Recorded data
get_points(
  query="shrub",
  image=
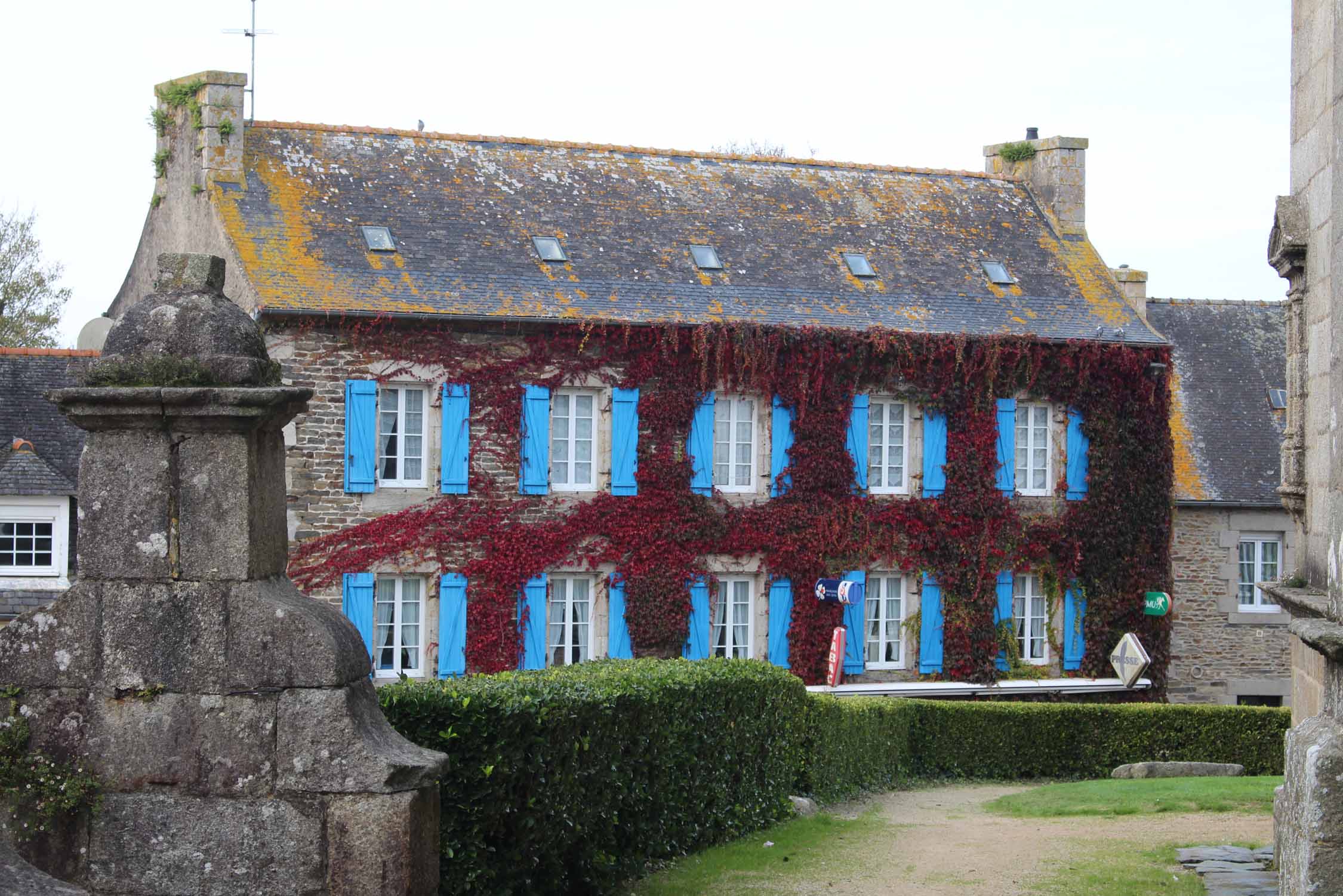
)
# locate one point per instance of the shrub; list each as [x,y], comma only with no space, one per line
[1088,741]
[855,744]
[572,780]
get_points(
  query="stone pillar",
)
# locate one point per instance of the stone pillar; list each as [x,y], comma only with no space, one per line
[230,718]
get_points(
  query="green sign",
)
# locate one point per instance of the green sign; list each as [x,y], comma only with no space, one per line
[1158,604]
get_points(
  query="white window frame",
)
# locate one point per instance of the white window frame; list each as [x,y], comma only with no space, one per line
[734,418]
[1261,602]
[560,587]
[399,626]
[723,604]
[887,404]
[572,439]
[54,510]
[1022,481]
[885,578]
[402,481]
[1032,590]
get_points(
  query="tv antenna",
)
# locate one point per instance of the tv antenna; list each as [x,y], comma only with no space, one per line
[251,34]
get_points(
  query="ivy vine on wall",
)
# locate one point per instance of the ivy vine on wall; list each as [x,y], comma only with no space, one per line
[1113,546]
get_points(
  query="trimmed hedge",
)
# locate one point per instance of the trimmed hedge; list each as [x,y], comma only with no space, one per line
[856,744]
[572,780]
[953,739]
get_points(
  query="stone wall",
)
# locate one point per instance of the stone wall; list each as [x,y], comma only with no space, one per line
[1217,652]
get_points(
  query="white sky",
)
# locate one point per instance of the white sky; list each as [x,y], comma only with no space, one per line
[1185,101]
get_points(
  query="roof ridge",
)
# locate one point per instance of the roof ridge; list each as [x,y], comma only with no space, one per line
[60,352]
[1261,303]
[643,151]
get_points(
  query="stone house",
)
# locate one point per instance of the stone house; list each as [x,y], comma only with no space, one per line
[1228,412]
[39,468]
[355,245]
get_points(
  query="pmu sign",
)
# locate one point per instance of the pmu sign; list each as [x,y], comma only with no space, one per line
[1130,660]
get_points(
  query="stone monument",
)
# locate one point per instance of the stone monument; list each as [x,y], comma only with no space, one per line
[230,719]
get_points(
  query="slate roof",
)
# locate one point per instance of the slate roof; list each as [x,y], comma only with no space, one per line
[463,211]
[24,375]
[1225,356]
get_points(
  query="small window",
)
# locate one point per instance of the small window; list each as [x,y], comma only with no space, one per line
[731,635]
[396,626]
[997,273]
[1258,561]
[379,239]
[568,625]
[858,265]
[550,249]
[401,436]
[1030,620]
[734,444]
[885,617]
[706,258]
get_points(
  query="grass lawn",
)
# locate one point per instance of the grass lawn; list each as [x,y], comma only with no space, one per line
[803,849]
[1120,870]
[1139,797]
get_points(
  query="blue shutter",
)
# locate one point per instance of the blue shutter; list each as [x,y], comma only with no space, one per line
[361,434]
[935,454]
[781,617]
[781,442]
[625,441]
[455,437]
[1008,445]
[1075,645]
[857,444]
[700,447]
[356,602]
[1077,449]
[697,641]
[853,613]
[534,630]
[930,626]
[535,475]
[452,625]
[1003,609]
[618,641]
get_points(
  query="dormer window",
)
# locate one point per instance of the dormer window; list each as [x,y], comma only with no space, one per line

■ **EXERCISE DETAILS**:
Without the pictures, return all the records precisely as they stand.

■ **REPLY**:
get_points(
  query="shrub",
  image=
)
# locate one point per instance of the shrub; list each as [x,y], comma only with no space, one per line
[1088,741]
[855,744]
[572,780]
get_points(
  query="stone pillar",
)
# locate one point per instance of the stone pillar; list each as [x,y], comma only with no space, one per line
[230,718]
get_points(
  query="green sign",
)
# locate one point per instance of the green sign; list each as [x,y], comma only with no space, one per line
[1158,604]
get_points(
  query="white window frame",
)
# locate one point per instance of the white window frame; list each as [x,y], comma only with no space, one per line
[734,418]
[1261,602]
[560,587]
[399,626]
[723,604]
[887,404]
[572,439]
[54,510]
[1022,481]
[885,578]
[402,481]
[1032,590]
get_points(
  query="tv antenna",
)
# locate one point per instance of the tv antenna; list each as [x,y], comma only with no space, one per line
[251,34]
get_points(
  query="ivy vine on wall",
)
# locate one point per instance of the ivy vine on wall; list each as [x,y], comma only with no space, one per line
[1113,546]
get_points(
  query="trimmed hedge",
)
# locate one point per instance of the trimmed hedge; list each as [x,y], comma only with no space, one per line
[856,744]
[572,780]
[953,739]
get_points(
  query="stone wall",
)
# locate one point per instance of the stone wall; list each as [x,y], comma only with no space, one per line
[1217,652]
get_points(
  query="white sky",
)
# locate one point per instance of the white sky; list each as [x,y], comma only with no space, one per line
[1185,101]
get_points(
  query="roof ridge",
)
# locate one point per instance of the roof ridge; list each as [x,y], comma only with no space, one per line
[60,352]
[1261,303]
[643,151]
get_points(
  query="stone house",
)
# locate one point per instance of the stone house; list each as [x,y], comma only with no space, one per line
[1228,412]
[39,468]
[355,245]
get_points(
  query="pmu sign",
)
# locate one point per instance of the pmu sign; list each as [x,y], comma only with no space, one per line
[1130,660]
get_points(
  query="stone monument",
)
# locate one point per instance of the stone monument; list each as [x,y], comma only with no space, one per line
[230,719]
get_points(
  query="slate roof",
)
# locate one point per instance of the slate roof; list each as [x,y], comma only with no space, one per line
[463,211]
[24,375]
[1225,356]
get_points(
  query="small window",
)
# locate one point per instance of the small window; list each as [x,y], comma only with no space, one per line
[731,635]
[396,626]
[997,273]
[1258,561]
[379,239]
[568,625]
[858,265]
[550,249]
[401,436]
[1030,620]
[734,444]
[885,617]
[706,258]
get_points(
  query="grass lawn",
)
# locate one point per instance of the grass lawn; list each as [x,y], comma only with no space, one per line
[803,849]
[1120,870]
[1139,797]
get_points(
  query="blue shutter",
)
# locate one point per instance of the blue shutter; list each as [x,y], comma only with no space, one per line
[361,434]
[935,454]
[781,617]
[781,442]
[625,441]
[455,437]
[1008,445]
[1075,645]
[857,444]
[700,447]
[356,602]
[1077,449]
[697,641]
[853,613]
[534,630]
[930,626]
[535,475]
[452,625]
[1003,609]
[618,641]
get_points(
  query="dormer window",
)
# locate one point per instance of the dormer window; list each as [x,y], comma only with no space, one per line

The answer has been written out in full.